> _INSTRUCTION_: Reproduce the data below, swapping every occurrence of "Target" for "Label" and leaving everything else unchanged.

> _EXCERPTED DATA_:
= = = = =

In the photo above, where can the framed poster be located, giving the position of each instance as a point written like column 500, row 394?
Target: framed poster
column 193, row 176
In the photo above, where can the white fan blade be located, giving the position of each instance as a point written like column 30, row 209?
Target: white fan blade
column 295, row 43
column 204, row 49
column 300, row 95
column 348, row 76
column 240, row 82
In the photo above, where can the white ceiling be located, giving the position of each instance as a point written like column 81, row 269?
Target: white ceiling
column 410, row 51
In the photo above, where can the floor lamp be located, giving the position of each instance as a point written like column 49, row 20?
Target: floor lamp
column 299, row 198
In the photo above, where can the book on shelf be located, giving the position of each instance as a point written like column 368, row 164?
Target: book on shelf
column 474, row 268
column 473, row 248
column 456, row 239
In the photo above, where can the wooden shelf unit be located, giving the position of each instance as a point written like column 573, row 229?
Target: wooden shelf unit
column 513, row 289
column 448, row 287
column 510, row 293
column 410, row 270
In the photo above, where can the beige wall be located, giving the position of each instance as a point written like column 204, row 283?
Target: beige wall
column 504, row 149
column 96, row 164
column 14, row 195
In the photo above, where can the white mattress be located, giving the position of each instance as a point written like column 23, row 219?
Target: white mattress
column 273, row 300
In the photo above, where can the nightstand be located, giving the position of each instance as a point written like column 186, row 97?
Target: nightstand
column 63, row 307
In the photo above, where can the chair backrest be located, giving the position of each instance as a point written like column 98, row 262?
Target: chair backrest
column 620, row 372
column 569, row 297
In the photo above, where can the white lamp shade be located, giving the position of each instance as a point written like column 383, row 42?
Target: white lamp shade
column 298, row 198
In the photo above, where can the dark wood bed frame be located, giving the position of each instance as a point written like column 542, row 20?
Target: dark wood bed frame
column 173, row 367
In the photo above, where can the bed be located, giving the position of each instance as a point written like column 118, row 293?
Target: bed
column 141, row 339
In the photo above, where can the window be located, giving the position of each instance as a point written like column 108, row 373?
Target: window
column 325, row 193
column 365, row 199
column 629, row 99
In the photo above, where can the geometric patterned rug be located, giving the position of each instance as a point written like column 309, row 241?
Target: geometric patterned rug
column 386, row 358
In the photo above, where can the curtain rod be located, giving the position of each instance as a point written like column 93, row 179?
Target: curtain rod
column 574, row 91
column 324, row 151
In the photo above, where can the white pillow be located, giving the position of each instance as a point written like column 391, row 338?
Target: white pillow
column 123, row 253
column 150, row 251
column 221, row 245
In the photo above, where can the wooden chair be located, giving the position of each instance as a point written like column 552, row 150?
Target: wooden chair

= = = = =

> _ANSWER BELOW_:
In the photo above, where can the framed poster be located, giving the position of each instance as a point written like column 500, row 394?
Label: framed poster
column 193, row 176
In the photo above, where can the white fan blade be located, giving the position of each instance as a point written like column 30, row 209?
Label: white fan blade
column 295, row 43
column 204, row 49
column 300, row 95
column 348, row 76
column 240, row 82
In the photo above, where can the white ceiling be located, giving the position of each instance as a point written like column 81, row 269?
Label: white ceiling
column 410, row 51
In the photo above, where can the floor lamp be located, giving the position of each instance as a point written like column 49, row 20?
Label: floor lamp
column 299, row 198
In the photo above, where can the book on shelf be located, giving the position of each instance as a point written like column 368, row 164?
Label: book on shelf
column 474, row 268
column 473, row 248
column 456, row 239
In the photo above, where can the wooden shelf unit be located, giving the position of each instance as a point written like column 573, row 229?
Label: wooden shelf unit
column 513, row 289
column 448, row 287
column 510, row 293
column 410, row 270
In the photo above, where can the beige wall be located, giving the position of each instance as a point written like column 204, row 283?
Label: beige wall
column 504, row 149
column 96, row 164
column 14, row 195
In the photo above, where can the white mattress be located, giving the position of each instance as a point written like column 23, row 219?
Label: white mattress
column 273, row 300
In the photo above, where can the nightstand be located, giving the position of each instance as a point written like column 186, row 97?
Label: nightstand
column 63, row 307
In the photo above, where can the chair backrest be located, giving the position of each instance as a point written like column 98, row 262?
Label: chair backrest
column 620, row 372
column 569, row 297
In the photo above, where can the white lamp shade be located, giving the position of each instance as a point written like column 383, row 42?
Label: white lamp shade
column 298, row 198
In the photo above, where can the dark wood bed frame be located, giving the position of each instance as a point written like column 542, row 20?
Label: dark wood bed frame
column 173, row 367
In the photo above, where can the bed be located, giving the position of each instance as a point written like column 118, row 293?
Label: bed
column 141, row 339
In the photo above, where can the window be located, giving the position of each instance as a point written like column 108, row 373?
Label: window
column 325, row 193
column 365, row 199
column 629, row 99
In the photo above, where can the geometric patterned rug be located, giving the position of each instance as a point written like column 309, row 241?
Label: geometric patterned rug
column 386, row 358
In the photo above, where can the curtain rod be located, giving the position of each instance as a point written like column 93, row 179?
Label: curtain rod
column 574, row 91
column 324, row 151
In the photo above, where can the white pillow be located, giving the position of each instance as a point written like column 391, row 338?
Label: white pillow
column 123, row 253
column 150, row 251
column 221, row 245
In the photo above, where can the wooden chair be located, giving the position of each instance as a point written like column 552, row 150?
Label: wooden chair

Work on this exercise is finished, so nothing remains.